■ Passage ■
____

At last, the long national nightmare of the Democratic Party’s Presidential Primary race is over. Senator Bernie Sanders, who arguably ran a spirited campaign, albeit, a disingenuous, demagogic and unrealistic one, (though he has yet to formally concede defeat) has finally acknowledged that his path to the nomination is all but over. As a liberal, I know this is a provocative piece and one that is bound to be unpopular among young progressives. Also, given the full-scale efforts with which the Democratic Party “establishment” are courting Senator Sanders, treating him with kid gloves and twisting themselves in knots in the hope that he will quietly go away, I am certain this article will rub some people the wrong way. And of course, I am acutely aware that this website is a ‘shout in the wilderness’ as it is not well known, and I don’t have a lot of followers on social media - a point a “Bernie or Bust” supporter reminded me a few days ago. Be that as it may, my efforts in writing this blog is not for a popularity contest. I write because I don’t believe the national news media, mostly owned and run by corporations with bottom-line as their primary considerations, does justice to political analysis.

____

■ Data records ■
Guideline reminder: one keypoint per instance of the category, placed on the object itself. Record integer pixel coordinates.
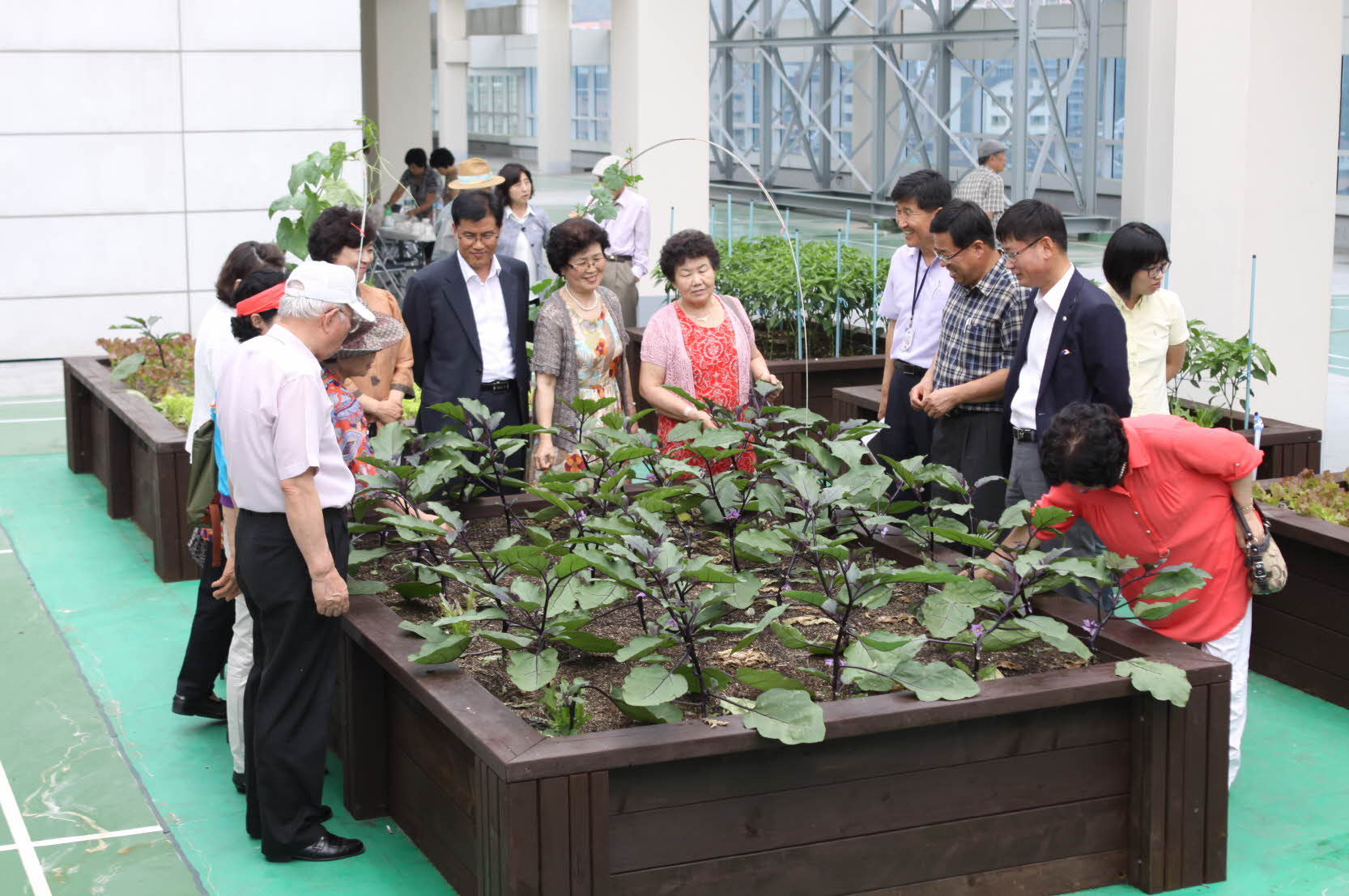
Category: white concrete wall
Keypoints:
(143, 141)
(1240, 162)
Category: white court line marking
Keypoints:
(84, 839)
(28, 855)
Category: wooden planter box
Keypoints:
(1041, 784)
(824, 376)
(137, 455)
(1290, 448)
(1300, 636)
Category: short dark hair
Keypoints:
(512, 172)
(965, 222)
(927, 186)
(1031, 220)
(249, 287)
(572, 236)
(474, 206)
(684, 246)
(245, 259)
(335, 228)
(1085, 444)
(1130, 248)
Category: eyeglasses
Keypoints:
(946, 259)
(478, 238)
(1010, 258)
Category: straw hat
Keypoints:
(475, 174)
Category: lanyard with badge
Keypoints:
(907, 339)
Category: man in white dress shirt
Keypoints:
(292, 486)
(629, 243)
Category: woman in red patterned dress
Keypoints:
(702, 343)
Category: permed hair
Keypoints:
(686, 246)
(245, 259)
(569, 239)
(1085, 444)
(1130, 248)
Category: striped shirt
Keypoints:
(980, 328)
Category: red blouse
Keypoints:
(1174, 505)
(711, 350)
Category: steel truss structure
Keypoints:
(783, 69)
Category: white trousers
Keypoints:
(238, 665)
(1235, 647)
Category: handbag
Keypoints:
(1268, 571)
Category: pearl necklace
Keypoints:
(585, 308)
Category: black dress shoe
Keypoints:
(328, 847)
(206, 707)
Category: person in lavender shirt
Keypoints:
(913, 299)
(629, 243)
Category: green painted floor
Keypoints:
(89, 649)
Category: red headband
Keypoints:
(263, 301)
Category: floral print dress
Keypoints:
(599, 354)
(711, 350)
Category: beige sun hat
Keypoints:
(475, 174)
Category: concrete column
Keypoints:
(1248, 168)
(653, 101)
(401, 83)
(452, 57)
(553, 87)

____

■ The task ■
Please answer from the passage above: who reminded the writer a few days ago about not having many followers on social media?

■ Exercise output ■
A "Bernie or Bust" supporter.